Photo-based point labeling data
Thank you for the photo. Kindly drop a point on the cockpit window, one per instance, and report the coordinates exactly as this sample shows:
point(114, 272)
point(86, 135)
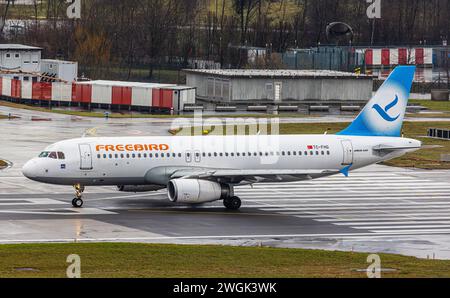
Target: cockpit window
point(52, 155)
point(44, 154)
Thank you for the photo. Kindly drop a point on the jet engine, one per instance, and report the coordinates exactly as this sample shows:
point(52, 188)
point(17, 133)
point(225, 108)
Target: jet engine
point(193, 191)
point(138, 188)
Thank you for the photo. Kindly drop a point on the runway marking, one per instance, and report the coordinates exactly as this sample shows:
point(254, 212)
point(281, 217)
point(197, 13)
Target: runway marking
point(64, 211)
point(353, 236)
point(29, 201)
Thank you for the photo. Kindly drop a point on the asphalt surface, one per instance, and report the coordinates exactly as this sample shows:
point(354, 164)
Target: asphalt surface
point(378, 209)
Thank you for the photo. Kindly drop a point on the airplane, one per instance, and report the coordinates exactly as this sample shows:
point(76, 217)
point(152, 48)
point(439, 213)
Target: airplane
point(204, 169)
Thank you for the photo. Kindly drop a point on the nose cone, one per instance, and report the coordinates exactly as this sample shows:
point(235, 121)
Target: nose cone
point(29, 170)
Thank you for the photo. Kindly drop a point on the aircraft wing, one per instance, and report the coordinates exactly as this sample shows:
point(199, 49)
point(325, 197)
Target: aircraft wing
point(250, 176)
point(392, 148)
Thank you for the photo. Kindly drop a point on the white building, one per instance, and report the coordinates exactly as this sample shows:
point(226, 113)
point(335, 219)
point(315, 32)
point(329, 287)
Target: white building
point(15, 58)
point(63, 70)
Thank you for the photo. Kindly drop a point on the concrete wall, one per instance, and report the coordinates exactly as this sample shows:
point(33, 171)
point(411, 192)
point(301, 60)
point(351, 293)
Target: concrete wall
point(319, 89)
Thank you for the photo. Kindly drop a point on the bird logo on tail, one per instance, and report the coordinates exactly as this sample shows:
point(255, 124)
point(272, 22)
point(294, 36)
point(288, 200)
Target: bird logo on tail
point(384, 112)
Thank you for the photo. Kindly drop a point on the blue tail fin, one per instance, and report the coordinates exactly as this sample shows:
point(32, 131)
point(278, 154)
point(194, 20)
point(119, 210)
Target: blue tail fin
point(385, 112)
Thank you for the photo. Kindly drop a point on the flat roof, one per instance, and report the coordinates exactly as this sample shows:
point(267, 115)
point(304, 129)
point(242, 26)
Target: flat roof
point(58, 61)
point(13, 46)
point(275, 73)
point(126, 84)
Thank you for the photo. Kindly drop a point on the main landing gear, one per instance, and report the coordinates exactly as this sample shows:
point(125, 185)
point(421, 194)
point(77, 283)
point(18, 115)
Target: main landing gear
point(77, 202)
point(232, 203)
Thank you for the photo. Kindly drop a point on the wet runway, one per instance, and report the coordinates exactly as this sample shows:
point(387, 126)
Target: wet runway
point(378, 209)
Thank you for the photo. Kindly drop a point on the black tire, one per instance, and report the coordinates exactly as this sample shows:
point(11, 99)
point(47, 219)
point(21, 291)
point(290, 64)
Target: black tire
point(233, 203)
point(77, 203)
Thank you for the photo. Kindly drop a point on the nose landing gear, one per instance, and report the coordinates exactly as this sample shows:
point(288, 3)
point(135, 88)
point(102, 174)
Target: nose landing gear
point(77, 202)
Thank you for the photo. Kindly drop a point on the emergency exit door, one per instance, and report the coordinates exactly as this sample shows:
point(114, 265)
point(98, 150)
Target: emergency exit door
point(347, 147)
point(85, 157)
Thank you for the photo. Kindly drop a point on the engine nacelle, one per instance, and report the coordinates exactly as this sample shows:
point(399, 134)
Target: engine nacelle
point(193, 191)
point(138, 188)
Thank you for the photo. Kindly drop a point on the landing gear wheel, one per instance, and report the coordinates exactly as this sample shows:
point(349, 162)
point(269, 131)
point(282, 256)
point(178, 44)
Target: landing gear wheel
point(77, 203)
point(233, 203)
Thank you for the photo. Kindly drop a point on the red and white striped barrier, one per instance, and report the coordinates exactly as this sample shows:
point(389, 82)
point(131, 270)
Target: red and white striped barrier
point(399, 56)
point(109, 93)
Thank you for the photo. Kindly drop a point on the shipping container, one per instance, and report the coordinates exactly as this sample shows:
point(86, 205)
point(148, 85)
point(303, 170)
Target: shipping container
point(428, 56)
point(402, 56)
point(141, 96)
point(81, 93)
point(6, 87)
point(385, 57)
point(369, 57)
point(27, 89)
point(411, 56)
point(393, 56)
point(156, 97)
point(42, 91)
point(61, 92)
point(121, 95)
point(16, 89)
point(377, 57)
point(420, 56)
point(183, 95)
point(101, 94)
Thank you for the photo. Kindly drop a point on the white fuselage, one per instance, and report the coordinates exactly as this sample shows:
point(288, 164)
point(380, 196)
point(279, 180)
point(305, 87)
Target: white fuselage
point(128, 160)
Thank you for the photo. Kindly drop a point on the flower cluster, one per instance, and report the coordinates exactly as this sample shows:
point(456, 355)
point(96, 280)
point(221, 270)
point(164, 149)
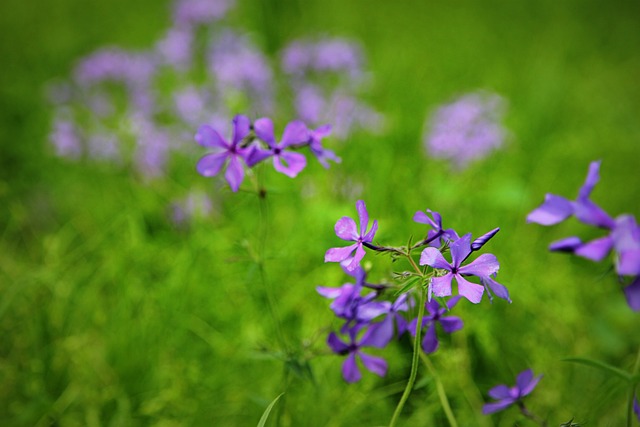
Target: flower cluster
point(372, 320)
point(467, 129)
point(251, 144)
point(622, 238)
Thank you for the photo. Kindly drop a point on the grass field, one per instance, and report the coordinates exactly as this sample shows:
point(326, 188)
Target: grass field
point(111, 315)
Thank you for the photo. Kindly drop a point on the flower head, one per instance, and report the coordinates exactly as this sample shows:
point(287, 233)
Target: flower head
point(230, 153)
point(507, 396)
point(347, 229)
point(485, 266)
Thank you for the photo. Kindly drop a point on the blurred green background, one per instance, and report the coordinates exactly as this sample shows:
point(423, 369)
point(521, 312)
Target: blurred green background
point(111, 316)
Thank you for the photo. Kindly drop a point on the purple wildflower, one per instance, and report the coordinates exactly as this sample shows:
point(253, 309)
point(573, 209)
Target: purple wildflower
point(286, 162)
point(507, 396)
point(315, 145)
point(467, 129)
point(352, 349)
point(450, 324)
point(346, 229)
point(230, 153)
point(484, 267)
point(437, 236)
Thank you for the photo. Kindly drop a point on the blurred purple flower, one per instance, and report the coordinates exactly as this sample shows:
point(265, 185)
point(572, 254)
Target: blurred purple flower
point(484, 267)
point(284, 161)
point(467, 129)
point(353, 350)
point(347, 229)
point(507, 396)
point(437, 236)
point(436, 315)
point(229, 153)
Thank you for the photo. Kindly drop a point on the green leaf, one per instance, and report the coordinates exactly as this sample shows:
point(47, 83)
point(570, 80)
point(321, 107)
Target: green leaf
point(602, 366)
point(265, 415)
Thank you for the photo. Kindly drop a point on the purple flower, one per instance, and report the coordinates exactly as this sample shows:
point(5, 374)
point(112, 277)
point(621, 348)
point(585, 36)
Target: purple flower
point(230, 153)
point(438, 235)
point(286, 162)
point(467, 129)
point(507, 396)
point(484, 267)
point(352, 349)
point(315, 145)
point(346, 229)
point(450, 324)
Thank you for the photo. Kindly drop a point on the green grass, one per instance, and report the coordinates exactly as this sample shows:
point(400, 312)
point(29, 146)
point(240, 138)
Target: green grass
point(110, 316)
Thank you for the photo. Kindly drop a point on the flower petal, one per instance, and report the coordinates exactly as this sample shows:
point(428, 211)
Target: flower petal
point(241, 128)
point(471, 291)
point(441, 286)
point(483, 266)
point(377, 365)
point(596, 249)
point(350, 370)
point(555, 209)
point(433, 258)
point(339, 254)
point(295, 133)
point(210, 164)
point(264, 130)
point(289, 163)
point(209, 137)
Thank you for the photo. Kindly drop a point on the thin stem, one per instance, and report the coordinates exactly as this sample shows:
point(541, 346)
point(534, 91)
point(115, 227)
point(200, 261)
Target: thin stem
point(414, 362)
point(441, 392)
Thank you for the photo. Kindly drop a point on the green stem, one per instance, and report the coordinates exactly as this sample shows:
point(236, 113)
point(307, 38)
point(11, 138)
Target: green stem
point(414, 362)
point(441, 392)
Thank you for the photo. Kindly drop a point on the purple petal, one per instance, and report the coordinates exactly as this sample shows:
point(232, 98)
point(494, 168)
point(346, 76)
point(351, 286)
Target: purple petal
point(241, 128)
point(339, 254)
point(350, 370)
point(256, 155)
point(430, 340)
point(500, 392)
point(484, 266)
point(210, 164)
point(371, 234)
point(295, 133)
point(628, 263)
point(209, 137)
point(570, 244)
point(482, 240)
point(292, 165)
point(490, 408)
point(264, 130)
point(441, 286)
point(471, 291)
point(555, 209)
point(336, 344)
point(593, 176)
point(595, 250)
point(451, 324)
point(235, 173)
point(346, 229)
point(377, 365)
point(588, 212)
point(460, 249)
point(433, 258)
point(363, 215)
point(632, 293)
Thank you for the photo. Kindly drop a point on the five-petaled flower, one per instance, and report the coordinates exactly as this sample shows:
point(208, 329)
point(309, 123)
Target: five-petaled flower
point(485, 266)
point(346, 229)
point(507, 396)
point(286, 162)
point(231, 153)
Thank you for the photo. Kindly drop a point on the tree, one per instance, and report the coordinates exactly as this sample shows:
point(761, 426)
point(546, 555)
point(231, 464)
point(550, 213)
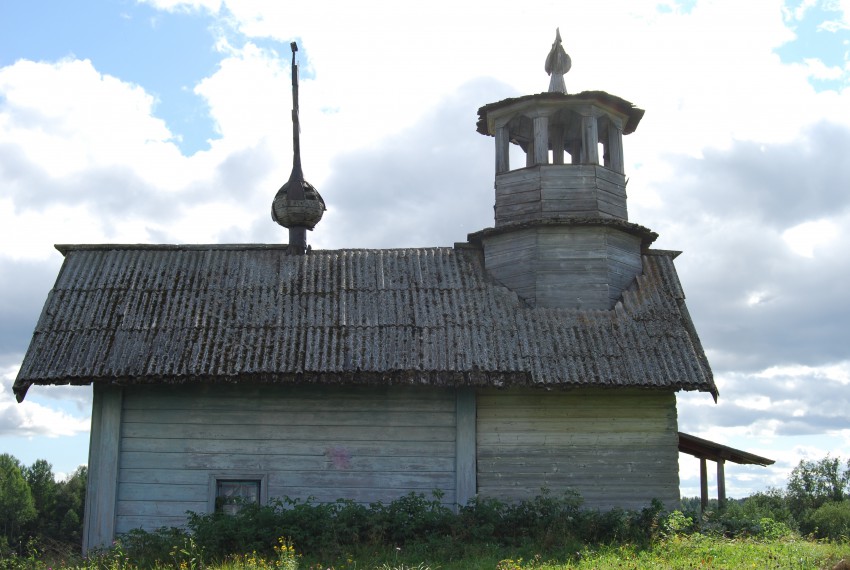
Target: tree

_EXERCISE REQUIREMENTS_
Extract, word for word, every line from the one holding "on the five-petaled" through the closing line of the data above. Do not include any pictures.

_ANSWER FOR THIS EXERCISE_
Thank you for the photo. Kindly drop a point on the five-petaled flower, one per instance, and report the coordinates exactly as this sample shows:
point(208, 329)
point(309, 123)
Target: five-petaled flower
point(485, 266)
point(346, 229)
point(507, 396)
point(286, 162)
point(231, 153)
Thank you for the photo. Kindly drop a point on the tree, one per instance, and report the coordinates exactly as this sample shows:
point(761, 426)
point(546, 555)
point(231, 464)
point(550, 213)
Target: tree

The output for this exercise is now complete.